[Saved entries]
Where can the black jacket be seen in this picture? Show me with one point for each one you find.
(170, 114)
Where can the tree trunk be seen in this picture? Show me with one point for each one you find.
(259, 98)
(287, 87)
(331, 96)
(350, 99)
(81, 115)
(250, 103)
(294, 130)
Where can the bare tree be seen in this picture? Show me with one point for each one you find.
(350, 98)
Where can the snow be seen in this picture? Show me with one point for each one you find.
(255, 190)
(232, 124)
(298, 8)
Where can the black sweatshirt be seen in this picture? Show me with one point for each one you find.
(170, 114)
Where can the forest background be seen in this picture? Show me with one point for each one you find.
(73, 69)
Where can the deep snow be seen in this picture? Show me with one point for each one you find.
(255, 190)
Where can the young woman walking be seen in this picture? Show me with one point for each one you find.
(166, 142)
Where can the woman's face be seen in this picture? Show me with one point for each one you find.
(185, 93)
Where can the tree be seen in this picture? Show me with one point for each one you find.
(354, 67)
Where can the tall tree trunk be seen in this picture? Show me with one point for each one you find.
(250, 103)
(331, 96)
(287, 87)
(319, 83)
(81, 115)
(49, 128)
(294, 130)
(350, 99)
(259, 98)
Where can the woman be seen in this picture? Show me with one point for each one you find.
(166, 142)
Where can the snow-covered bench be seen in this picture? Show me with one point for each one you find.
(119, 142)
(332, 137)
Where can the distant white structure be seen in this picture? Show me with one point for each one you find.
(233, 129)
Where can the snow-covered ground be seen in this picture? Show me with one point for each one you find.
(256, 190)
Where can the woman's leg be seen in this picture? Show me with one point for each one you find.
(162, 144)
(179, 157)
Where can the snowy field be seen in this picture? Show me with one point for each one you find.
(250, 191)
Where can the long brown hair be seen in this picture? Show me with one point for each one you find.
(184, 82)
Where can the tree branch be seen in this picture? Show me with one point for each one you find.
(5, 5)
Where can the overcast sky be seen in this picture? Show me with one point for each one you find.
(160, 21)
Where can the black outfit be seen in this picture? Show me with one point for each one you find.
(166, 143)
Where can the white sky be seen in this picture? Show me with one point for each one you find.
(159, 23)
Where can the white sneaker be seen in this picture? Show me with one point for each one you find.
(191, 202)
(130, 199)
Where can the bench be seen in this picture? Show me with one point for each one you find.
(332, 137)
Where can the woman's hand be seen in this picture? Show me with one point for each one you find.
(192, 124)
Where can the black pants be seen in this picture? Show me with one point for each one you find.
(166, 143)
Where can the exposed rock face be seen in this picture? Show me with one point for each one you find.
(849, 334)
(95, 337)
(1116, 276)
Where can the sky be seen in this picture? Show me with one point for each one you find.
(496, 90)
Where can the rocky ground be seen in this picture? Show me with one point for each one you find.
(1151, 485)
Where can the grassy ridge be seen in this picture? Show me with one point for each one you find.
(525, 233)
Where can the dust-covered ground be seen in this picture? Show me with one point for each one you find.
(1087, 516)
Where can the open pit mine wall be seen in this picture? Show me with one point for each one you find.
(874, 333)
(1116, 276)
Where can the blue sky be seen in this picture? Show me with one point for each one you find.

- Your assignment
From top to bottom, repeat the data above without alteration.

- Solution below
Where can the black jacket be seen in this picture? Show me with one point for each one you find.
(170, 114)
Where can the tree trunk be seen in this picture? Show me with one point for each one you find.
(259, 98)
(287, 87)
(331, 96)
(350, 99)
(81, 115)
(250, 103)
(294, 130)
Where can the bare tree be seen in this picture? Show me with one point for each one you find.
(350, 98)
Where can the snow be seen in this picture? Show me with one point for each one you find.
(255, 190)
(232, 124)
(298, 8)
Where can the black sweatshirt be seen in this picture? Show me with one point for each one you find.
(170, 114)
Where can the forest background be seen in this picture? Show me with one point for each one you find.
(73, 69)
Where can the deep snow be seen in this picture? Show me with one point for each one you find.
(255, 190)
Where can the young woman walking be seen in this picture? Show me with one point for each one you find.
(166, 142)
Where can the woman's face be seen in this picture? Show me with one point for each one you find.
(185, 93)
Where can the tree be seen in this picture? Show me with one point for each one you find.
(354, 67)
Where can the tall tree trunk be seen in this picture? Show me with one point for each one you find.
(250, 103)
(331, 96)
(287, 87)
(319, 83)
(81, 115)
(49, 128)
(294, 130)
(350, 99)
(259, 98)
Where can the woman be seen in this picture? Show me with one point for each one you find.
(166, 142)
Where can the snow-covered bench be seen in this picture? Show me with one point for each one you find.
(119, 142)
(332, 137)
Where can the distant white structure be seen in this picture? Show me with one point for each one you find.
(233, 129)
Where can the snow-covered ground be seen in this picture? Show me with one point for each one you find.
(256, 190)
Where can the woman's leg be seen in this picture? Show me with one point for each one you find.
(162, 144)
(179, 157)
Where can the snowy field be seen in this picture? Show me with one point for each one you find.
(250, 191)
Where can the long brown hair be seen in this picture? Show me with one point for each one you find.
(184, 82)
Where can the tree branch be seen in this picture? Show me with one point for each one you find.
(5, 5)
Where can the overcast sky be seen in this picture? Show me with one point for each one you find.
(160, 21)
Where can the black outfit be seen in this picture? Show me with one point for each one you find.
(166, 143)
Where can the white sky be seen in this picture? Show me with one point for each one you find.
(159, 23)
Where can the white sneaker be seen in this picture? Show me with one point for each one you find.
(191, 202)
(130, 199)
Where can the bench be seen in this picture? Show me with one point for each one you find.
(332, 137)
Where can the woman's hand be seen in this picture? Show me with one point for each one you find.
(192, 124)
Where can the black pants be seen in this picture? Show me with one point for each one you find.
(166, 143)
Where can the exposed rock face be seen in this picture? Show me with one point for each one you find.
(849, 334)
(95, 337)
(1116, 276)
Where can the sky be seen in this picture? Show me with one point for each one you find.
(496, 90)
Where can the rocky ground be seen in this picture? Show me with one point for each one you find.
(1151, 485)
Where can the grassy ridge be seen in this picture? Show me with one point for each one you find.
(525, 233)
Where can the dust-covered ground be seen in this picture? Show me with one point for each one you find.
(1087, 516)
Where can the open pit mine wall be seen in this picture? Show me with one point for each one you find.
(874, 333)
(1116, 276)
Where can the blue sky be seen in this picture? Show me with one point for each one you find.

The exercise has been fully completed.